LIST OF TASKS ▸
**A.** According to the Azure Redis Cache text, in which tier is data persistence available?
**B.** Return everything in the Azure Redis Cache text from "For those cases" down to "the primary cache.".

PAGE ▸
______________________________
Since all data managed by Redis Cache is stored in a memory dataset, there are some risks of data loss in case of failure of the system. You can configure Redis Cache for persisting data in an Azure Storage account. Data from Redis Cache is persisted using RDB, which is a point-in-time representation of your data stored in a compact single file. This feature works well as a backup for your in-memory data. Data persistency is available only on the Premium tier.

You can access Azure Redis Cache from the Internet. This access from the public network is protected by using access keys, which is included in the Premium tier. You can also apply network filters based on a network address by deploying Redis Cache in an Azure Virtual Network. If you want to import or export data from your Azure Redis Cache, you can use RDB files stored in page blobs in an Azure Storage account. This enables you to migrate from other Redis Cache systems, even if they are in another cloud service, as long as they use compatible RDB files.

For those cases where you want to deploy a disaster recovery configuration, you can configure geo-replication by linking two instances of Azure Redis Cache in the Premium tier. Using this configuration, one cache is designated as the primary cache, while the other is designated as the secondary linked cache. All write operations are performed against the primary cache and replicated to the secondary cache, which becomes a read-only cache. You need to ensure that data persistence is disabled on both caches. You also need to ensure that the secondary cache is at the same service tier as the primary cache.
______________________________
ENTRIES PROVIDED ▸
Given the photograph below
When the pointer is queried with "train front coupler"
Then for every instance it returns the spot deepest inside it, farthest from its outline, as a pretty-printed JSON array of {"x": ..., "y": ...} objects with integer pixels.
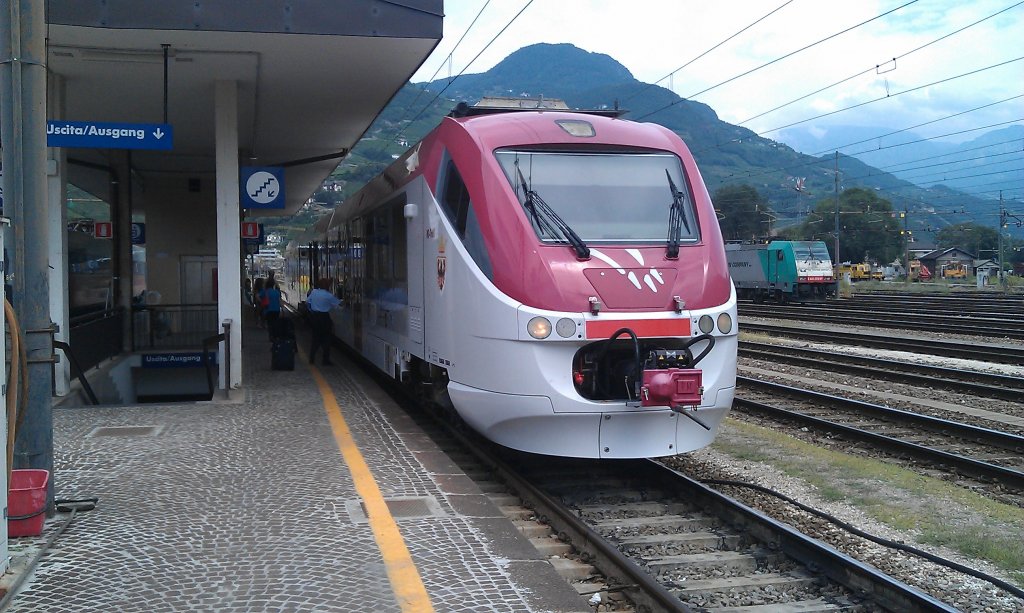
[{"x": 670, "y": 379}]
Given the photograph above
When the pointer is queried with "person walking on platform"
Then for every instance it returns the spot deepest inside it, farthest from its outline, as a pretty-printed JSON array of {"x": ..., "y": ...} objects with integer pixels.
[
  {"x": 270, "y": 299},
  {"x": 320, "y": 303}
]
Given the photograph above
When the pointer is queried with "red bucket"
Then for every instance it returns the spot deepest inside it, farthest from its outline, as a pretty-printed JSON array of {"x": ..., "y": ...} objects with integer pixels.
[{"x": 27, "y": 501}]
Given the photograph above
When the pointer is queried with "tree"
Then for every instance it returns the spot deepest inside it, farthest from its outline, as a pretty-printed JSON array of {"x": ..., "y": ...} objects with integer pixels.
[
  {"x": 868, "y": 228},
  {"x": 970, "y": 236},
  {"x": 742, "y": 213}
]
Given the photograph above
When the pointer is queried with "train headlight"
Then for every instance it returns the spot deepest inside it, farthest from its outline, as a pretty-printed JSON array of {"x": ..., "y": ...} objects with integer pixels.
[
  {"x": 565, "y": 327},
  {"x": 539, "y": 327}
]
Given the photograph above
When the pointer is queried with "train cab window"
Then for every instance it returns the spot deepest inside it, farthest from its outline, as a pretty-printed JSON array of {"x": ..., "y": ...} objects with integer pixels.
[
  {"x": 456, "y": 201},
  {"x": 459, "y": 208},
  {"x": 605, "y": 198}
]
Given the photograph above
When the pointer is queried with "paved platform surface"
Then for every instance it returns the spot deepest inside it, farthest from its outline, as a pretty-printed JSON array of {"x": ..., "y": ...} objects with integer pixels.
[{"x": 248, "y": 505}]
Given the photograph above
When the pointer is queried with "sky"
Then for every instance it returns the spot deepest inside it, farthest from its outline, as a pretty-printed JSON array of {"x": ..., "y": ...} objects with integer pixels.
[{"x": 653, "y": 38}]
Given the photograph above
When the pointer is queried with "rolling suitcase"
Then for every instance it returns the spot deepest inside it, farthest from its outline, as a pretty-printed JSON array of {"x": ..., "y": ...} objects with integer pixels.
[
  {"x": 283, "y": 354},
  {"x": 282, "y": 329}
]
______________________________
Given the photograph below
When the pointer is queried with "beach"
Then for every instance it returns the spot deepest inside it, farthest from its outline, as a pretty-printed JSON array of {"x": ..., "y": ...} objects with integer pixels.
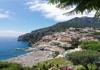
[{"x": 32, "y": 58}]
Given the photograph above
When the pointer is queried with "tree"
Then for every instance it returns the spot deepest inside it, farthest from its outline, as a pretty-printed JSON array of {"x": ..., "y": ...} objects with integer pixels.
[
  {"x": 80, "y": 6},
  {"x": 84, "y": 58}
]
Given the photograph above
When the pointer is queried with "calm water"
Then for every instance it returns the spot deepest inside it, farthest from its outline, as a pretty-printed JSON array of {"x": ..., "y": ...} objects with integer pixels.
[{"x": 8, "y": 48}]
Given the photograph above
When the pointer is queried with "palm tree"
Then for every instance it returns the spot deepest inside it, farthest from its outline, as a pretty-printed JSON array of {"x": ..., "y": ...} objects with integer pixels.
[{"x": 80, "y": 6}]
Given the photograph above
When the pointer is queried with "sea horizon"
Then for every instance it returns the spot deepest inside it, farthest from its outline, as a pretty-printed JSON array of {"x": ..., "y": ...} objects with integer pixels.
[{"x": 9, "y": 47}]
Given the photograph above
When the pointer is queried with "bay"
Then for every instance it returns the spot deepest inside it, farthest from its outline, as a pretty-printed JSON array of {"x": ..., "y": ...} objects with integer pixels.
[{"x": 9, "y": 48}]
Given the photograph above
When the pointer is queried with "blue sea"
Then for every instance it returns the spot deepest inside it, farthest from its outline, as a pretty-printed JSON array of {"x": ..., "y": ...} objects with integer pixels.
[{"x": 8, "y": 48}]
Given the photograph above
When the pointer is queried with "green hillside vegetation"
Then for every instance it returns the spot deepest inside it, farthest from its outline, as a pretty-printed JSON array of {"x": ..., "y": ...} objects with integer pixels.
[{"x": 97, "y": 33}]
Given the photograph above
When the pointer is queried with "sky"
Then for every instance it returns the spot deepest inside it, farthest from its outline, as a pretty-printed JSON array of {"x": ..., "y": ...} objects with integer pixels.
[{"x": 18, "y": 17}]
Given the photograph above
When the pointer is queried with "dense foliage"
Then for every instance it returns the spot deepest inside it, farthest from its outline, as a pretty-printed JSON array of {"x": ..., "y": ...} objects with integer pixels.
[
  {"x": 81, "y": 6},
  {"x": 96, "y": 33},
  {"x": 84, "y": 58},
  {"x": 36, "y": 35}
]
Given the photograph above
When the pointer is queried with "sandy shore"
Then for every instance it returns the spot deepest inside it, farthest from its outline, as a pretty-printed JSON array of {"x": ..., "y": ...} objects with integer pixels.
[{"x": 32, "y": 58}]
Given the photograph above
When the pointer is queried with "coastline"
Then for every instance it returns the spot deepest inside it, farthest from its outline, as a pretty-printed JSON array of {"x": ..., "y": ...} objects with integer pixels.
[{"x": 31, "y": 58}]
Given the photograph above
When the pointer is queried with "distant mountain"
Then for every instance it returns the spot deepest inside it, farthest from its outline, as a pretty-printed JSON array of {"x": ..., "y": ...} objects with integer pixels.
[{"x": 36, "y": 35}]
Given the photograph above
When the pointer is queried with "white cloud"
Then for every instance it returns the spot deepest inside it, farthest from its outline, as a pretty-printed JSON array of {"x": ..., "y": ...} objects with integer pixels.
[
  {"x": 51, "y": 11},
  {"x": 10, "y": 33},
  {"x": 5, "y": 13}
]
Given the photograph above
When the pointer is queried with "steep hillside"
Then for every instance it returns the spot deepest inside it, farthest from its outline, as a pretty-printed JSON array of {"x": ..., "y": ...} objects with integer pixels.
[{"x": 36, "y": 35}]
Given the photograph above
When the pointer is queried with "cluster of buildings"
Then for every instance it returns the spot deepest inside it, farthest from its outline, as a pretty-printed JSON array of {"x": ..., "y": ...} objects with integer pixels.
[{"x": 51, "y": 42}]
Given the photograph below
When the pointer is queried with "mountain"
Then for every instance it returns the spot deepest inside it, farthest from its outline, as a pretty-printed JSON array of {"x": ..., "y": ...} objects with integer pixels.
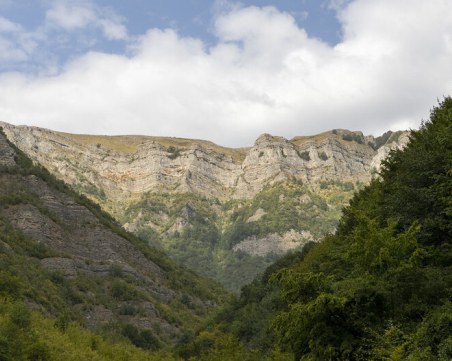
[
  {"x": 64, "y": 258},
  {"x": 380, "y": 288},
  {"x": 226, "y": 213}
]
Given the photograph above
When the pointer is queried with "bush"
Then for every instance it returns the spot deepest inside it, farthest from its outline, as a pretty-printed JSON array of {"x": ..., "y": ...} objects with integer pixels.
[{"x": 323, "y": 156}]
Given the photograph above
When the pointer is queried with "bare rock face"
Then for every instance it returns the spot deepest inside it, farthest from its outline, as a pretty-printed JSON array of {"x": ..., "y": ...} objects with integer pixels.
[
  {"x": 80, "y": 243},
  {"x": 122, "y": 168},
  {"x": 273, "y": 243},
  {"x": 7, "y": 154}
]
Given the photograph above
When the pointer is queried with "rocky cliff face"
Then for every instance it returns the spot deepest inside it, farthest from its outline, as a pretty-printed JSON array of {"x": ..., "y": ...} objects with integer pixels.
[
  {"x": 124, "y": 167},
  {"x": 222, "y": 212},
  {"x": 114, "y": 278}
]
______________________________
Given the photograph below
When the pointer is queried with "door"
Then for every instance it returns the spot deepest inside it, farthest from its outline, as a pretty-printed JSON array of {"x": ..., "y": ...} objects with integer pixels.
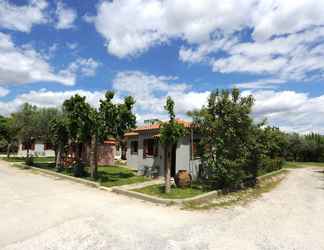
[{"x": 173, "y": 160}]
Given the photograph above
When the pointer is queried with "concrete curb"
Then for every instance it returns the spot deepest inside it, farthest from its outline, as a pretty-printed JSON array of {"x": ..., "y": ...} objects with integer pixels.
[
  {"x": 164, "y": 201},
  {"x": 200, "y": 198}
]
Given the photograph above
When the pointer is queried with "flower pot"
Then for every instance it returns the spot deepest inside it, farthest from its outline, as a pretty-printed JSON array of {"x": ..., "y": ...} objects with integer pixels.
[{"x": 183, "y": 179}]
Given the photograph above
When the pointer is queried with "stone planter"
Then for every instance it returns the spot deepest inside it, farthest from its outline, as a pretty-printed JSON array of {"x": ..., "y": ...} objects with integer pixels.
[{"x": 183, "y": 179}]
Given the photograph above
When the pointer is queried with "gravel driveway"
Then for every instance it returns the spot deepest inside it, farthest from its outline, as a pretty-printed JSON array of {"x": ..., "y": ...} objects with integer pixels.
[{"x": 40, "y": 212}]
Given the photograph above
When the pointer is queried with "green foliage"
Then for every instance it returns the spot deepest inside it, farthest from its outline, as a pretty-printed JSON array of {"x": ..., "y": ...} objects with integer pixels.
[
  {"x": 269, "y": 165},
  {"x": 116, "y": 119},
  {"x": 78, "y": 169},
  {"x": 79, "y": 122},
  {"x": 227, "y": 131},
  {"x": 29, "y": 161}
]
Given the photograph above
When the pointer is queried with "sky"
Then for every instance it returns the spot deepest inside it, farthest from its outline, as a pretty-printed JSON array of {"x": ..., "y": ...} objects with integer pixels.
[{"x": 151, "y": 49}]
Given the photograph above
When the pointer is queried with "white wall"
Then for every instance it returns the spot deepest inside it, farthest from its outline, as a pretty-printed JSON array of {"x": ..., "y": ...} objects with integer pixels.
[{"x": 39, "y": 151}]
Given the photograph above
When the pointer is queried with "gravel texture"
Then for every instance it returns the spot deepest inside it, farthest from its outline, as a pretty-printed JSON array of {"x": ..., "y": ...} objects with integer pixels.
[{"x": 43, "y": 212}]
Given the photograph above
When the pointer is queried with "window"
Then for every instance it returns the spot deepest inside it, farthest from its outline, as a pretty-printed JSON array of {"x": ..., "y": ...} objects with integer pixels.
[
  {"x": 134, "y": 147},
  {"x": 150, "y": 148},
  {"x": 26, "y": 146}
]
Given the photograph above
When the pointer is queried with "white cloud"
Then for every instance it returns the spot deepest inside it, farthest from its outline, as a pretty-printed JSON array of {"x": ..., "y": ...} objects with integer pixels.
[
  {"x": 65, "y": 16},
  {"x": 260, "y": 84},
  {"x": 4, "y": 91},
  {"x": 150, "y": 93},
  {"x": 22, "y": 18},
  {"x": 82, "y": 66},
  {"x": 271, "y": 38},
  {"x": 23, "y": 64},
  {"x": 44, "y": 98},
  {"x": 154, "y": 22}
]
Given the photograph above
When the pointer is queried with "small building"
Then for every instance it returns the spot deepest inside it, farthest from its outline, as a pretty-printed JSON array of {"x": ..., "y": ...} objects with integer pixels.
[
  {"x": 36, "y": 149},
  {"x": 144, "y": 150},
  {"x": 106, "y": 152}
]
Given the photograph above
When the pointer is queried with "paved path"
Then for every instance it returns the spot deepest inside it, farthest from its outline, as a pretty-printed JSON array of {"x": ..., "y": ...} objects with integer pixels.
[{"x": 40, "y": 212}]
______________________________
RESULTS FOR EACH TASK ▸
**A.** Only the Premium tier.

**B.**
For those cases where you want to deploy a disaster recovery configuration, you can configure geo-replication by linking two instances of Azure Redis Cache in the Premium tier. Using this configuration, one cache is designated as the primary cache, while the other is designated as the secondary linked cache. All write operations are performed against the primary cache and replicated to the secondary cache, which becomes a read-only cache. You need to ensure that data persistence is disabled on both caches. You also need to ensure that the secondary cache is at the same service tier as the primary cache.